### Entries
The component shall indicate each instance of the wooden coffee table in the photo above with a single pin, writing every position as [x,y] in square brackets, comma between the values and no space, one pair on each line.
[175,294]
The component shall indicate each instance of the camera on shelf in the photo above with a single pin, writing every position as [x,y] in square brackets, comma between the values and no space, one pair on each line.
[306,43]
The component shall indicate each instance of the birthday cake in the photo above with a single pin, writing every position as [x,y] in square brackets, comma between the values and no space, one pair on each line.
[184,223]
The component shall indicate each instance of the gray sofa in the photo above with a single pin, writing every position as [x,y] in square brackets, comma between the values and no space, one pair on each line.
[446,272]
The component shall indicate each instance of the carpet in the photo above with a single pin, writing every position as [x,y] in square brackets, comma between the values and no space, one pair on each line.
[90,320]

### Exercise objective
Copy out all of the material above again, line for line, without changing a single character.

### The solution
The component shall indicate each instance of the wooden coffee table in the photo above with a single pin, writing every position as [x,y] in square brackets, comma between the values and no space, one pair on each line.
[175,294]
The component shall indicate each instance of the camera on shelf in the photo above with a single pin, writing every position as [x,y] in square brackets, comma between the values and no space, one pair on each line.
[306,43]
The component shall indicate each instance of the birthday cake in the photo above with a single pin, writing every position as [x,y] in square brackets, comma between the values and no space, one pair on each line.
[184,223]
The component shall indicate each instance of the gray sofa in the photo above with a single pin, writing every position as [x,y] in square brackets, comma between the values and no space, one pair on each line.
[446,272]
The component shall indicate each instance of the carpet in the photo above with a single pin, writing every position as [x,y] in square brackets, comma between the values and no space, one pair on each line.
[90,320]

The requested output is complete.